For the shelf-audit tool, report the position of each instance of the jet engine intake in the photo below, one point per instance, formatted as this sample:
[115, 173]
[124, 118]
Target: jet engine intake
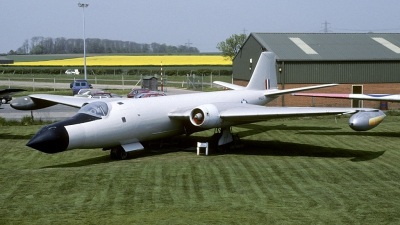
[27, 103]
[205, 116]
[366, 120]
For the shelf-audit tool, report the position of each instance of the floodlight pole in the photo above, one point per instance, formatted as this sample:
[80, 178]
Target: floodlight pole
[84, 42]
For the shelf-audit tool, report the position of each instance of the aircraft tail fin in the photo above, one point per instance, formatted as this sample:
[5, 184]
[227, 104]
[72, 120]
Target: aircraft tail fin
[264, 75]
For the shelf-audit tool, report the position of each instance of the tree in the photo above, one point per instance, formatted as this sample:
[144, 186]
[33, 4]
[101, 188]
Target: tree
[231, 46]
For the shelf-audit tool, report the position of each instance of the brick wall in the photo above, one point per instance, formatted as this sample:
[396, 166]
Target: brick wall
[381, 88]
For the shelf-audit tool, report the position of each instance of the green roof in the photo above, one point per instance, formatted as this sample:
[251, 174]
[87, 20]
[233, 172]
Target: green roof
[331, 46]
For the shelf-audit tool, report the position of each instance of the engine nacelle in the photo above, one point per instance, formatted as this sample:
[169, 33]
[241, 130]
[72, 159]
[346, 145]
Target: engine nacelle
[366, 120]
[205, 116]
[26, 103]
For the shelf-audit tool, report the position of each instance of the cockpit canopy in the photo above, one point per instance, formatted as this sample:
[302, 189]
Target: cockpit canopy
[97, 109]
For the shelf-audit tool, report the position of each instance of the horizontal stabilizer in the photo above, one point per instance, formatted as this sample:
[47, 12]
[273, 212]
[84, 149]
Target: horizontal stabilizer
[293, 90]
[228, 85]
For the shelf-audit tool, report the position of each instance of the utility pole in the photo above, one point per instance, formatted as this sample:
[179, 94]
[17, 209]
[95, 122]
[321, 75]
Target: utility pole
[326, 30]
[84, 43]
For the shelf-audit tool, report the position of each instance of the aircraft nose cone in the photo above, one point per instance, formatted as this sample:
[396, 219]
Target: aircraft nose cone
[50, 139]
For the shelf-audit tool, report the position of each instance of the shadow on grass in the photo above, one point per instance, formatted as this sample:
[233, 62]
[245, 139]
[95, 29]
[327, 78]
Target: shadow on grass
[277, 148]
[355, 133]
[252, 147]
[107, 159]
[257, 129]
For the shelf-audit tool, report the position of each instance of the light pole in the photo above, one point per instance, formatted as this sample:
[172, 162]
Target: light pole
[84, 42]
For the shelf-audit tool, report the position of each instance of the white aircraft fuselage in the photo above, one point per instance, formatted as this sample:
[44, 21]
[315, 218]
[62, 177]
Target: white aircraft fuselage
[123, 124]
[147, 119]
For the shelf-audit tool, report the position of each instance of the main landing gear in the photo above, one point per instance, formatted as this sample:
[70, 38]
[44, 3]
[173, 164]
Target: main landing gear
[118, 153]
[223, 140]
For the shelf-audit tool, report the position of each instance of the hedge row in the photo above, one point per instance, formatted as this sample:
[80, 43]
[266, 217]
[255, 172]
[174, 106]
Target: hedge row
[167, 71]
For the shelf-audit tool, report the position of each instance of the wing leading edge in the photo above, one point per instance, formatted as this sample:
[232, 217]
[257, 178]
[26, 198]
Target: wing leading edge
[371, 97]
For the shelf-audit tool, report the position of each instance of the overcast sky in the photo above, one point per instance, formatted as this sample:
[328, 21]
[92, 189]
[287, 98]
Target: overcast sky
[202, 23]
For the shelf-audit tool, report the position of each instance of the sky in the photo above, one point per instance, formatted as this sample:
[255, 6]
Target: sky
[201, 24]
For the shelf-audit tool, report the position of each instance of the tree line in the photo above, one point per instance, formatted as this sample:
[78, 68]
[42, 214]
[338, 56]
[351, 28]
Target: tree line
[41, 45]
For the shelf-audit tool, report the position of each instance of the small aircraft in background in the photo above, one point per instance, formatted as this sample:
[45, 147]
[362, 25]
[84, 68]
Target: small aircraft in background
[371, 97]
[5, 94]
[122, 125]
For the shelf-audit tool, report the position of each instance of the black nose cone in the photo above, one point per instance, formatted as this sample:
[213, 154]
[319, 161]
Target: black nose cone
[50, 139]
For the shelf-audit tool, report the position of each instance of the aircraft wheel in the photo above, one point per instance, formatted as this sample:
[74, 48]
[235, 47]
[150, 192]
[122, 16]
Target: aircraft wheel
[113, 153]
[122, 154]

* **Task to complete**
Reproduce all of the rows above with every occurrence of "shelf-audit tool" changed to "inventory tool", keeping everything else unchanged and omitting the pictures.

* **Solution for this exercise**
For the inventory tool, report the position of each instance of the jet engine intake in the photo below, one point per instance, formatted as this sample:
[115, 173]
[124, 118]
Target: jet engine intake
[27, 103]
[205, 116]
[366, 120]
For the inventory tool, report the position of each instance of the floodlight pole in the photo above, one point per instance, formatted as this sample:
[80, 178]
Target: floodlight pole
[84, 42]
For the inventory tool, report the position of each instance of the aircraft tail fin in the photo above, one point per instance, formatted as this sample:
[5, 184]
[227, 104]
[72, 120]
Target: aircraft tail fin
[264, 75]
For the inventory tool, report the position of each instance of the tree in the photo above, one point per instance, formatted as this sample:
[144, 186]
[33, 4]
[101, 188]
Target: tree
[231, 46]
For the inventory tool, report the position of each instance of the brick wall in the photo above, one point per instance, formatted as this sample:
[396, 166]
Target: brick wall
[381, 88]
For the inventory tool, report the position of each instance of the green roof in the photo above, one point per instance, formatted as this sample:
[251, 174]
[87, 20]
[233, 172]
Target: green roof
[331, 46]
For the inventory tool, report the position of each instance of the engine nacelle in the photo above, one point per instance, formatted as this sample:
[169, 33]
[241, 130]
[72, 159]
[346, 145]
Target: engine nacelle
[366, 120]
[205, 116]
[26, 103]
For the inventory tool, report the position of each instance of the cockpit canopy in the photo above, one point per instance, formatted as this sample:
[302, 189]
Target: cockpit canopy
[97, 109]
For the inventory tool, report the position of each instance of the horizontal stabilizer in the photo above, one point per instance, formatted as this sample:
[47, 12]
[273, 212]
[84, 149]
Target: horizontal stabilizer
[293, 90]
[228, 85]
For the inventory tool, report the position of each instance of the utility pole in the photo above, one point per instance, formatted as this sample:
[179, 94]
[17, 209]
[95, 122]
[321, 75]
Target: utility pole
[326, 30]
[84, 43]
For the inventory tool, report the position of each instance of the aircraft nose cone in the photo above, one point per instance, formatted as this sample:
[396, 219]
Target: aircraft nose cone
[50, 139]
For the inventory tool, report the position of each instance of the shadow on grass in the photo above, one point per instance, formatted as this sample:
[233, 62]
[245, 139]
[95, 29]
[327, 78]
Target: shadow on grass
[277, 148]
[355, 133]
[252, 147]
[107, 159]
[257, 129]
For the inventory tool, report the position of each instance of the light pole in the photo above, one point per instance, formatted as this sample:
[172, 162]
Target: light pole
[84, 42]
For the inventory tool, report the position of each instance of the white aircraft fuselage in the photo above, one point per instance, formatted as this sample:
[44, 21]
[315, 218]
[62, 177]
Target: white aircraft fuselage
[123, 124]
[147, 119]
For the inventory tool, report the position of each instance of the main landing gear in the photo above, one point per instance, formatted as this sample:
[70, 38]
[44, 3]
[173, 164]
Target: main landing gear
[118, 153]
[223, 140]
For the inventory tool, report the position of each instance of the hedge row in the photo above, one point per instance, formatted as this sample:
[80, 43]
[266, 217]
[255, 172]
[174, 106]
Target: hedge row
[167, 71]
For the inventory tool, report the position of each instance of the wing leading edge in the photo above, one point per instance, formatted as this sample:
[232, 217]
[257, 178]
[26, 198]
Target: wing leading edge
[371, 97]
For the inventory tool, report the position of each instance of the overcast sky in the photo above, one point per instance, formatted as this sample:
[328, 21]
[92, 189]
[287, 98]
Target: overcast sky
[202, 23]
For the inventory tool, report the position of each instance of the sky in the photo above, one point per instance, formatted as this sample:
[255, 6]
Target: sky
[201, 24]
For the inventory tool, report the position of each instance of the tree line in the photo above, one point per instance, formatted as this sample:
[78, 68]
[42, 214]
[338, 56]
[351, 28]
Target: tree line
[41, 45]
For the inventory tool, report the position of each instance of the small aircraft in background in the photo above, one point per instance, formatted as this sample:
[45, 147]
[362, 25]
[84, 68]
Target: small aircraft in background
[371, 97]
[5, 94]
[122, 125]
For the inventory tool, report the position of each instance of the black nose cone in the photo above, one point per instance, formatted as this sample:
[213, 154]
[319, 161]
Target: black nose cone
[50, 139]
For the inventory tool, report the position of each instance of the aircraft wheel in the photo above, one point per instance, formatted as this sample:
[74, 48]
[235, 47]
[150, 192]
[122, 16]
Target: aircraft wheel
[113, 153]
[122, 154]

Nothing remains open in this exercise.